_The request_. Please revise the material below by changing every "put a point on" to "place a marker on" and leaving everything else untouched.

···

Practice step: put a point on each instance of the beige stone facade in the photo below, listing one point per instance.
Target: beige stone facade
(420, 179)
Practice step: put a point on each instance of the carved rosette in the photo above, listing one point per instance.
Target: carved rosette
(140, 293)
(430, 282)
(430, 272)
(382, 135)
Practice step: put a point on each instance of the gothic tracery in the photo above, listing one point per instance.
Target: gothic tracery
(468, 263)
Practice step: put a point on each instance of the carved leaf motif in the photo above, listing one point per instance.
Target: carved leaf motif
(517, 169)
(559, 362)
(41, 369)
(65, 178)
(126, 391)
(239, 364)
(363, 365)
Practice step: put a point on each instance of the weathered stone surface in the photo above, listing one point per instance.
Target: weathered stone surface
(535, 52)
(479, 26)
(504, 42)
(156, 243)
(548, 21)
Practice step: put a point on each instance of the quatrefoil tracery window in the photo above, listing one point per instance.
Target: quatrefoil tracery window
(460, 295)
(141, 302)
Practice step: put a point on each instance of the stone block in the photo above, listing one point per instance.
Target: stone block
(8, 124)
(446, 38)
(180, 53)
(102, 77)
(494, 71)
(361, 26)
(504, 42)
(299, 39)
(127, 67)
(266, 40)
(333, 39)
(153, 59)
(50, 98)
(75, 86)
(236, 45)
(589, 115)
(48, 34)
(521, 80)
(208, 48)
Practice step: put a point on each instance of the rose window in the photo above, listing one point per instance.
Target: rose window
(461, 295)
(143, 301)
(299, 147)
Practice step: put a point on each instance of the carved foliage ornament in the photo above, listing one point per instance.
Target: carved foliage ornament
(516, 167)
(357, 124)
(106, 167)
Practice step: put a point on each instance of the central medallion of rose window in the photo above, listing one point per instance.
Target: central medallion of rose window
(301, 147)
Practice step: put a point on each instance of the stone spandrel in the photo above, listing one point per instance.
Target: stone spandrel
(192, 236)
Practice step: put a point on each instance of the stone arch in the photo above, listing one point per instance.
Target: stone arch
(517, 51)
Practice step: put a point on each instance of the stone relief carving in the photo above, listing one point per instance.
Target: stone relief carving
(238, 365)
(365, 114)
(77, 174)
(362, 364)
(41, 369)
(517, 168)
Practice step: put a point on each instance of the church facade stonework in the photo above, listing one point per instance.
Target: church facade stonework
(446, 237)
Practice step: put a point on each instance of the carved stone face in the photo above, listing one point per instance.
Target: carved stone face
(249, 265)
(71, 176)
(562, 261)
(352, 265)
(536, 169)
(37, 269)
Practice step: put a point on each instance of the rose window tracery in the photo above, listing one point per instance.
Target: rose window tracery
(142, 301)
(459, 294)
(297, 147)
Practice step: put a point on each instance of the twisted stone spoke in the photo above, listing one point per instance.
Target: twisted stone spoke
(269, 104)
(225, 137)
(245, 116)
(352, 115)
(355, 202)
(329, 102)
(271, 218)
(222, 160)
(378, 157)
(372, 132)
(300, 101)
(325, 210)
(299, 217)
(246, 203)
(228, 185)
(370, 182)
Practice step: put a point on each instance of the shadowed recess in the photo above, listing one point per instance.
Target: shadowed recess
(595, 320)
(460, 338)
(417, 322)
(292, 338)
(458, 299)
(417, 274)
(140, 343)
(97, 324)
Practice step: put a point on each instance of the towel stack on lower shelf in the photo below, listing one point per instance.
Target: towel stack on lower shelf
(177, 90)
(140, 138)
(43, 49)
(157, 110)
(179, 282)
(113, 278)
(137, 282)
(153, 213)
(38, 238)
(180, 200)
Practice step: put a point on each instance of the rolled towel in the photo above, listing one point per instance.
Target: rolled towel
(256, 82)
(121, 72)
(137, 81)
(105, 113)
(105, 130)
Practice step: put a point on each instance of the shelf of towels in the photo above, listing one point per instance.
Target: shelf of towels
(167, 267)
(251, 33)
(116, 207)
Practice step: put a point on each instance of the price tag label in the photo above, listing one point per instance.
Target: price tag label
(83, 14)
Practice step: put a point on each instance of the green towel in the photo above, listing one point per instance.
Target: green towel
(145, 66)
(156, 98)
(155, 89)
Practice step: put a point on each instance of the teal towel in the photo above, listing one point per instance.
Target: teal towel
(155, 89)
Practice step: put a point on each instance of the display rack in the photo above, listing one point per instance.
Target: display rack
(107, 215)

···

_Response_.
Practice step: place a marker on each instance of the beige stone facade in the photo below, listing one point per instance.
Target: beige stone facade
(420, 179)
Practice step: place a marker on each instance of the carved rosette in the photo above, listing one point per instance.
Target: carved rosette
(140, 293)
(430, 282)
(430, 272)
(382, 135)
Practice step: place a marker on each instance of the gothic tracery in the photo above, listing one point per instance.
Target: gothic tracery
(468, 263)
Practice step: place a marker on each instance of the carved leaf motif in the photo above, listing one point per instance.
Target: carved leaf motif
(517, 169)
(559, 362)
(41, 369)
(65, 178)
(126, 391)
(239, 364)
(363, 365)
Practice step: place a marker on each instance of the weathered stone surface in the photo above, listing one point per instance.
Target: weathered stone surface
(535, 52)
(479, 26)
(504, 42)
(156, 243)
(548, 21)
Practice step: place a marker on each instance of the quatrefoil tracery window in the photo above, listing one point per instance.
Target: quatrefoil tracery window
(460, 295)
(141, 302)
Practice step: place a marker on each instance of the stone block in the photo above, listing one point per instance.
Target: stone block
(8, 124)
(446, 38)
(180, 53)
(102, 77)
(494, 71)
(361, 26)
(504, 42)
(299, 39)
(127, 67)
(266, 40)
(333, 39)
(153, 59)
(50, 98)
(75, 86)
(236, 45)
(589, 115)
(48, 34)
(521, 80)
(208, 48)
Practice step: place a marker on each instance of the rose window in the photo above, listing one point per instance.
Target: rose window
(461, 295)
(143, 301)
(299, 147)
Practice step: place a marker on each instance of the carved foliage ornament in the photo above, listing one point per instance.
Target: carved foliage ornament
(516, 167)
(357, 124)
(106, 167)
Practice step: place a marker on each instance of the central medallion of rose window in the photo above, listing one point per instance.
Target: central medallion of rose window
(301, 147)
Practice step: place a marker on each instance of the stone spandrel in the photo above, listing one point per instance.
Target: stone spandrel
(192, 236)
Practice step: place a marker on each instance of the stone arch in the photo above, listing one point per instance.
Target: stone arch
(517, 51)
Practice step: place a marker on each instance of the stone relief carving in the photo above, listing one point per instance.
Target: stone relief carving
(238, 365)
(365, 114)
(77, 174)
(362, 364)
(41, 369)
(517, 168)
Practice step: place a marker on each instance of the church facade stonework in the photo above, listing one point per instance.
Target: church facade stonework
(446, 237)
Practice step: place a marker on each instance of the carved stone face in the photo above, listing one point per instance.
Target: carved stone face
(249, 265)
(71, 176)
(562, 261)
(352, 265)
(536, 169)
(37, 269)
Practice step: place a marker on each instance of the rose window tracery in the photo above, listing one point per instance.
Target: rose window tracery
(142, 301)
(459, 294)
(297, 147)
Practice step: place a marker on each instance of the twisted stone spoke in the photo above, listing one point per instance.
Target: twisted stone spoke
(269, 104)
(225, 137)
(245, 116)
(352, 115)
(355, 202)
(329, 102)
(271, 218)
(222, 160)
(378, 157)
(372, 132)
(300, 101)
(325, 210)
(299, 217)
(246, 203)
(228, 185)
(370, 182)
Practice step: place a marker on each instance of the shadowed recess in the photo above, listing one point per instance.
Target: shadowed recess
(595, 320)
(460, 338)
(417, 322)
(292, 338)
(458, 299)
(417, 274)
(140, 343)
(97, 324)
Practice step: place a marker on each instance of the towel stack on lower shelf in the photo below, listing one point per instance.
Target: towel stack on lower shelf
(177, 90)
(140, 138)
(43, 49)
(157, 110)
(179, 282)
(113, 278)
(137, 282)
(153, 213)
(38, 238)
(180, 200)
Practice step: place a marker on each instance of the rolled towel in the photo above, listing one point per instance.
Target: rolled towel
(256, 82)
(121, 72)
(137, 81)
(105, 113)
(105, 130)
Practice step: place a marker on each instance of the shelf of towels in the photo above, listing one point per instance.
Target: shelf of towels
(167, 267)
(251, 33)
(116, 207)
Practice step: place a marker on each instance of the price tag label in the photo above, listing one point per instance.
Target: price tag label
(83, 14)
Practice step: place a marker on each instance of the green towel in the photo above, listing one point per instance.
Target: green towel
(145, 66)
(156, 98)
(155, 89)
Practice step: place a marker on each instance of the teal towel in the photo above, listing one point per instance.
Target: teal towel
(155, 89)
Practice step: place a marker on each instance of the display rack in the photo above, listing one point per instance.
Target: display rack
(107, 215)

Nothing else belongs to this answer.